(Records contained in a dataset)
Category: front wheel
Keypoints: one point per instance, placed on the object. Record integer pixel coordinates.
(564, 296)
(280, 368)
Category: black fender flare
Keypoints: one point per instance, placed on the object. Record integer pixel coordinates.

Work required: Write out an exact copy of every record shown above.

Answer to the problem:
Category: front wheel
Keypoints: one point per instance, placed on the object. Record integer pixel coordinates.
(564, 296)
(280, 368)
Category: black fender flare
Keypoints: one point per instance, placed on the object. Record integer pixel coordinates.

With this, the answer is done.